FamilySearch / GEDCOM

Apache License 2.0
163 stars 21 forks source link

RESN values unclear #280

Closed jl5000 closed 1 year ago

jl5000 commented 1 year ago

The way that RESN is used is not clear. In particular what is the practical difference between PRIVACY and CONFIDENTIAL? If something is marked PRIVACY, is it also CONFIDENTIAL (or vice-versa)? Or are they completely independent like LOCKED?

I'm assuming programs exporting files should give the option whether to write records with PRIVACY and/or CONFIDENTIAL restrictions?

fisharebest commented 1 year ago

In particular what is the practical difference between PRIVACY and CONFIDENTIAL?

In my (web-based) application:

If something is marked PRIVACY, is it also CONFIDENTIAL (or vice-versa)?

I treat CONFIDENTIAL as "more private" than PRIVACY. So CONFIDENTIAL implies PRIVACY, but not vice-versa. A record can have only one of these two restrictions.

LOCKED is independent from the others.

I'm assuming programs exporting files should give the option whether to write records with PRIVACY and/or CONFIDENTIAL restrictions?

Mine does. The export can apply these privacy filters when creating a GEDCOM file. So you can export the full file, or a public subset of it.

tychonievich commented 1 year ago

When we polled applications when developing 7.0 we found some that interpreted them like @fisharebest explains and others that interpreted them as independent, allowing users to decide if they want to export data that is marked PRIVACY and separately decide if they want to export data that is CONFIDENTIAL. Because of that we didn't know how to clarify their meaning in the specification.

5.5.1 had these longer descriptions:

value meaning
confidential This data was marked as confidential by the user. In some systems data marked as confidential will be treated differently, for example, there might be an option that would stop confidential data from appearing on printed reports or would prevent that information from being exported.
locked Some records in Ancestral File have been satisfactorily proven by evidence, but because of source conflicts or incorrect traditions, there are repeated attempts to change this record. By arrangement, the Ancestral File Custodian can lock a record so that it cannot be changed without an agreement from the person assigned as the steward of such a record. The assigned steward is either the submitter listed for the record or Family History Support when no submitter is listed.

• _Data segment_
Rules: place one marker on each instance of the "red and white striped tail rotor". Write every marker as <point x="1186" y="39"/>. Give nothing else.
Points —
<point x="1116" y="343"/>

• _Do this_
Can you reproduce word for word the part of the RESN discussion starting at "value meaning" and ending at "from being exported."?

• _The output_
value meaning
confidential This data was marked as confidential by the user. In some systems data marked as confidential will be treated differently, for example, there might be an option that would stop confidential data from appearing on printed reports or would prevent that information from being exported.